- _Exercise brief_
Reproduce all of the rows below verbatim, keeping every character and line break unchanged.

- _Record extracts_

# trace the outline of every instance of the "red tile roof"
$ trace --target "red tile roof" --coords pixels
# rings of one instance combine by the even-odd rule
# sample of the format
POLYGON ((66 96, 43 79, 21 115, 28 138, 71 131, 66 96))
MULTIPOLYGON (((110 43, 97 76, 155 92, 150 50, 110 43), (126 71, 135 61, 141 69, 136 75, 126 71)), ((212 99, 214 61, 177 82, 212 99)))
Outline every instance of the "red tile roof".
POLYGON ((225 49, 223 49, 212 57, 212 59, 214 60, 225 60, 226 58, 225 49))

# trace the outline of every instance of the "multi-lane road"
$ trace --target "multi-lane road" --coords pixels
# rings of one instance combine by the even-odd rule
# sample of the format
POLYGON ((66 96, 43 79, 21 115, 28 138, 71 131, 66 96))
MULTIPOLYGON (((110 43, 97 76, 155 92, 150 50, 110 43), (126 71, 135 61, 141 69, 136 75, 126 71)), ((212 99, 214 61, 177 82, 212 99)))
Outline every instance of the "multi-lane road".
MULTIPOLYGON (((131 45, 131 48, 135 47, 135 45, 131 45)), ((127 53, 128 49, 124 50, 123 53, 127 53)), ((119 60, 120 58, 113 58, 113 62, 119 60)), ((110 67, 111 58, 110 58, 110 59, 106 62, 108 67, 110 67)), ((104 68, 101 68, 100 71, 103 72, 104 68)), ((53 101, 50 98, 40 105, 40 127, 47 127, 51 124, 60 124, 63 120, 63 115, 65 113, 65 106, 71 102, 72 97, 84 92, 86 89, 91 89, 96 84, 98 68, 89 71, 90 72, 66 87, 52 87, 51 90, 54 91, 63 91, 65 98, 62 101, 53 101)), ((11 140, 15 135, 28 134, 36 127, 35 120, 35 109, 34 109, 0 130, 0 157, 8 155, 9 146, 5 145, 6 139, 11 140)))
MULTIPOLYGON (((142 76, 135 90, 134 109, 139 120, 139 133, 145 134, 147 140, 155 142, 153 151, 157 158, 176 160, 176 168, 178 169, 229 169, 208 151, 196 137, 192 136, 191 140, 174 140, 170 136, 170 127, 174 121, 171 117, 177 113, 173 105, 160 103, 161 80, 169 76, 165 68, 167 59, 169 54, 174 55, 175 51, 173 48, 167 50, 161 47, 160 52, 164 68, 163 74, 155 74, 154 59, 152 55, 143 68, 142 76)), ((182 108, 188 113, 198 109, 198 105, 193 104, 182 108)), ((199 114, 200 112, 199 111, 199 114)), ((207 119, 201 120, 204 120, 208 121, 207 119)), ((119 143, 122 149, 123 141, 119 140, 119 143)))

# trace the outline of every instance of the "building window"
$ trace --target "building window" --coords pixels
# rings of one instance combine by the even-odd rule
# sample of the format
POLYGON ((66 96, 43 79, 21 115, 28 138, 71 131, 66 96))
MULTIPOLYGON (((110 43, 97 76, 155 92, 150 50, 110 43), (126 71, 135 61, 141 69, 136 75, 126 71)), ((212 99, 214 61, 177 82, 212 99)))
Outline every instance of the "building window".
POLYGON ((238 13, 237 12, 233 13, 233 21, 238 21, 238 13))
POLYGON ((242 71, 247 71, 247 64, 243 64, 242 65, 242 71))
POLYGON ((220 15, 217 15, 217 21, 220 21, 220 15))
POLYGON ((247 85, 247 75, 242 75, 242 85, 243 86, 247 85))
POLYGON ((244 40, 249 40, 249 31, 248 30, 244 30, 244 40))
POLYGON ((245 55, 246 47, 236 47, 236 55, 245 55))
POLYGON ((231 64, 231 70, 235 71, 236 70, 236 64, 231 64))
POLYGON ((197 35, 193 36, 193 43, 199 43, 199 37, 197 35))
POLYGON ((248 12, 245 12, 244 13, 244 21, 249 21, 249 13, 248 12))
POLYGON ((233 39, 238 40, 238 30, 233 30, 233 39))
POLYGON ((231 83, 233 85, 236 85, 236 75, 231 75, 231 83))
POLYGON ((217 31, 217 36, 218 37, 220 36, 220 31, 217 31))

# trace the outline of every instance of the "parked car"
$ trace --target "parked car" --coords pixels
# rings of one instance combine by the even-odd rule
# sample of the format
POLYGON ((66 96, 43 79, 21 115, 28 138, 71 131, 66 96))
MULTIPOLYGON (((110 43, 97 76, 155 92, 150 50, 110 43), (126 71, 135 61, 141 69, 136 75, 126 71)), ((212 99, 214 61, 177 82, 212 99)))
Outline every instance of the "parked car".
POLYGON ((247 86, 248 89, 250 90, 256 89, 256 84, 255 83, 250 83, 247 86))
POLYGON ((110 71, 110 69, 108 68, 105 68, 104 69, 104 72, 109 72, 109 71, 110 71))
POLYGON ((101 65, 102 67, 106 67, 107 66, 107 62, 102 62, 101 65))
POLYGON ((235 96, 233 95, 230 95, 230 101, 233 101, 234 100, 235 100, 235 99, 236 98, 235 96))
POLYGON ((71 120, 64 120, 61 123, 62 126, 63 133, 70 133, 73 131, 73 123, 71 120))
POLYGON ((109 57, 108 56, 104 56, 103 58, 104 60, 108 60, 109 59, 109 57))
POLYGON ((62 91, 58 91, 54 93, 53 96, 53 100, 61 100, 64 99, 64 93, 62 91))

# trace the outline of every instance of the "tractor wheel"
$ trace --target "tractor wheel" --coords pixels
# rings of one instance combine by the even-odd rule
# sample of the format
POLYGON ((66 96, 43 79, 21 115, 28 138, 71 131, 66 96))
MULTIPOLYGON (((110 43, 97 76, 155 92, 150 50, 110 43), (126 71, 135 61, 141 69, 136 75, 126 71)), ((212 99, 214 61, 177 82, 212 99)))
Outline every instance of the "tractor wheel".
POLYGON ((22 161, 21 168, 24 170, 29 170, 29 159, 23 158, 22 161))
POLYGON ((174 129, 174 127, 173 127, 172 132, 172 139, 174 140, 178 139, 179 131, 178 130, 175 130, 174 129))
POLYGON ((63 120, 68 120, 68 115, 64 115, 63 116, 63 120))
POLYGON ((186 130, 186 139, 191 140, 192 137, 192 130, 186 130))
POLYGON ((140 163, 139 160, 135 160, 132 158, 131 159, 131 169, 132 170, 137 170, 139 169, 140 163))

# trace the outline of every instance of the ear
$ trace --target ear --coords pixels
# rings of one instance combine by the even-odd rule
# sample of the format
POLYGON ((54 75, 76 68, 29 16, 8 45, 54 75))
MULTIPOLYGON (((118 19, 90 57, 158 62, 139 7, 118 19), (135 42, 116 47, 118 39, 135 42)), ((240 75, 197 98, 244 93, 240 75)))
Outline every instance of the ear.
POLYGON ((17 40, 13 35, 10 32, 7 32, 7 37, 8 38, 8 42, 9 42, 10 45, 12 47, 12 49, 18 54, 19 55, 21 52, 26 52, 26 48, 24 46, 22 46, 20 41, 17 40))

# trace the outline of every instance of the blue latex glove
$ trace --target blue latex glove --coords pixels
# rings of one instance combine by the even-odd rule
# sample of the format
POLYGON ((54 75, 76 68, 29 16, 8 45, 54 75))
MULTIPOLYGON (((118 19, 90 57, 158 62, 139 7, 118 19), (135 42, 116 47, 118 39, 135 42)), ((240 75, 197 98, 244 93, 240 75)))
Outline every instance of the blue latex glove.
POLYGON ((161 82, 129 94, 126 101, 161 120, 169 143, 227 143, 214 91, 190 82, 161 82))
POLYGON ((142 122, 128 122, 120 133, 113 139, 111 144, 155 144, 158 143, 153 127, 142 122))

- _Solution to this task_
# trace the outline of every instance of the "red tile roof"
$ trace --target "red tile roof" --coords pixels
# rings of one instance combine by the even-odd rule
# sample of the format
POLYGON ((66 96, 43 79, 21 115, 28 138, 71 131, 66 96))
MULTIPOLYGON (((110 43, 97 76, 155 92, 150 50, 110 43), (126 71, 135 61, 141 69, 136 75, 126 71)), ((212 99, 214 61, 177 82, 212 99)))
Outline every instance of the "red tile roof".
POLYGON ((225 49, 223 49, 212 57, 212 59, 214 60, 225 60, 226 58, 225 49))

# trace the outline of every instance of the "multi-lane road"
$ trace --target "multi-lane road" --coords pixels
# rings of one instance combine by the even-odd rule
# sample of the format
POLYGON ((66 96, 43 79, 21 115, 28 138, 71 131, 66 96))
MULTIPOLYGON (((110 43, 97 76, 155 92, 150 50, 110 43), (126 71, 135 61, 141 69, 136 75, 126 71)), ((212 99, 214 61, 177 82, 212 99)))
Outline every instance of the "multi-lane road".
MULTIPOLYGON (((131 45, 131 48, 135 47, 135 45, 131 45)), ((127 53, 128 49, 124 50, 123 53, 127 53)), ((119 60, 120 58, 113 58, 113 62, 119 60)), ((110 67, 111 58, 110 58, 110 59, 106 62, 108 67, 110 67)), ((104 68, 101 68, 100 71, 103 72, 104 68)), ((53 101, 50 98, 40 105, 40 127, 47 127, 51 124, 60 124, 63 120, 63 115, 65 113, 65 106, 71 102, 72 97, 84 92, 86 89, 91 89, 96 84, 98 68, 89 71, 90 72, 66 87, 52 87, 51 90, 54 91, 63 91, 65 98, 62 101, 53 101)), ((11 140, 15 135, 28 134, 36 127, 35 120, 35 109, 34 109, 0 130, 0 157, 8 155, 9 146, 5 145, 6 139, 11 140)))
MULTIPOLYGON (((142 76, 135 90, 134 109, 139 120, 139 133, 145 134, 147 140, 155 142, 153 151, 157 158, 176 160, 176 168, 178 169, 229 169, 208 151, 196 137, 192 136, 191 140, 174 140, 170 136, 170 127, 174 121, 171 117, 177 113, 173 105, 160 103, 161 80, 169 76, 165 68, 167 59, 169 54, 174 55, 175 51, 173 48, 167 50, 161 47, 160 52, 164 68, 163 74, 155 74, 154 59, 152 55, 143 68, 142 76)), ((182 108, 188 113, 198 109, 198 105, 193 104, 182 108)), ((199 114, 200 112, 199 111, 199 114)), ((207 119, 201 120, 204 120, 208 121, 207 119)), ((119 143, 122 149, 123 141, 119 140, 119 143)))

# trace the outline of every instance of the "building window"
$ trace --target "building window" --coords pixels
# rings of one instance combine by the even-odd rule
# sample of the format
POLYGON ((66 96, 43 79, 21 115, 28 138, 71 131, 66 96))
MULTIPOLYGON (((110 43, 97 76, 155 92, 150 50, 110 43), (126 71, 135 61, 141 69, 136 75, 126 71)), ((212 99, 214 61, 177 82, 212 99)))
Outline every instance of the "building window".
POLYGON ((238 13, 237 12, 233 13, 233 21, 238 21, 238 13))
POLYGON ((242 71, 247 71, 247 64, 243 64, 242 65, 242 71))
POLYGON ((220 15, 217 15, 217 21, 220 21, 220 15))
POLYGON ((247 85, 247 75, 242 75, 242 85, 243 86, 247 85))
POLYGON ((244 40, 249 40, 249 31, 248 30, 244 30, 244 40))
POLYGON ((245 55, 246 47, 236 47, 236 55, 245 55))
POLYGON ((231 64, 231 70, 235 71, 236 70, 236 64, 231 64))
POLYGON ((197 35, 193 36, 193 43, 199 43, 199 37, 197 35))
POLYGON ((248 12, 245 12, 244 13, 244 21, 249 21, 249 13, 248 12))
POLYGON ((233 39, 238 40, 238 30, 233 30, 233 39))
POLYGON ((231 83, 233 85, 236 85, 236 75, 231 75, 231 83))
POLYGON ((217 31, 217 36, 218 37, 220 36, 220 31, 217 31))

# trace the outline of every instance of the "parked car"
$ trace --target "parked car" --coords pixels
# rings of one instance combine by the even-odd rule
# sample of the format
POLYGON ((66 96, 43 79, 21 115, 28 138, 71 131, 66 96))
MULTIPOLYGON (((110 43, 97 76, 155 92, 150 50, 110 43), (126 71, 135 61, 141 69, 136 75, 126 71)), ((212 99, 214 61, 177 82, 212 99)))
Outline every instance of the "parked car".
POLYGON ((247 86, 248 89, 250 90, 256 89, 256 84, 255 83, 250 83, 247 86))
POLYGON ((110 71, 110 69, 108 68, 105 68, 104 69, 104 72, 109 72, 109 71, 110 71))
POLYGON ((101 65, 102 67, 106 67, 107 66, 107 62, 102 62, 101 65))
POLYGON ((235 96, 233 95, 230 95, 230 101, 233 101, 234 100, 235 100, 235 99, 236 98, 235 96))
POLYGON ((71 120, 64 120, 61 123, 62 126, 63 133, 70 133, 73 131, 73 123, 71 120))
POLYGON ((109 57, 108 56, 104 56, 103 58, 104 60, 108 60, 109 59, 109 57))
POLYGON ((62 91, 58 91, 54 93, 53 96, 53 100, 61 100, 64 99, 64 93, 62 91))

# trace the outline of every instance of the "tractor wheel"
$ trace --target "tractor wheel" --coords pixels
# rings of one instance combine by the even-odd rule
# sample of the format
POLYGON ((66 96, 43 79, 21 115, 28 138, 71 131, 66 96))
MULTIPOLYGON (((110 43, 97 76, 155 92, 150 50, 110 43), (126 71, 135 61, 141 69, 136 75, 126 71)), ((212 99, 214 61, 177 82, 212 99)))
Outline every instance of the "tractor wheel".
POLYGON ((22 161, 21 168, 24 170, 29 170, 29 159, 23 158, 22 161))
POLYGON ((174 129, 174 127, 173 127, 172 132, 172 139, 174 140, 178 139, 179 131, 178 130, 175 130, 174 129))
POLYGON ((63 120, 68 120, 68 115, 64 115, 63 116, 63 120))
POLYGON ((186 130, 186 139, 191 140, 192 137, 192 130, 186 130))
POLYGON ((140 163, 139 160, 135 160, 132 158, 131 159, 131 169, 132 170, 137 170, 139 169, 140 163))

# trace the outline of every instance of the ear
$ trace --target ear --coords pixels
# rings of one instance combine by the even-odd rule
# sample of the format
POLYGON ((54 75, 76 68, 29 16, 8 45, 54 75))
MULTIPOLYGON (((118 19, 90 57, 158 62, 139 7, 118 19), (135 42, 116 47, 118 39, 135 42)), ((240 75, 197 98, 244 93, 240 75)))
Outline every instance of the ear.
POLYGON ((17 40, 13 35, 10 32, 7 32, 7 37, 8 38, 8 42, 9 42, 10 45, 12 47, 12 49, 18 54, 19 55, 21 52, 26 52, 26 48, 24 46, 22 46, 20 41, 17 40))

# trace the outline of every instance of the blue latex glove
$ trace --target blue latex glove --coords pixels
# rings of one instance combine by the even-odd rule
# sample of the format
POLYGON ((54 75, 76 68, 29 16, 8 45, 54 75))
MULTIPOLYGON (((118 19, 90 57, 158 62, 139 7, 118 19), (135 42, 116 47, 118 39, 135 42)), ((240 75, 197 98, 244 93, 240 75)))
Outline every instance of the blue latex glove.
POLYGON ((161 82, 129 94, 126 101, 161 120, 169 143, 227 143, 214 91, 190 82, 161 82))
POLYGON ((142 122, 128 122, 120 133, 113 139, 111 144, 155 144, 158 143, 153 127, 142 122))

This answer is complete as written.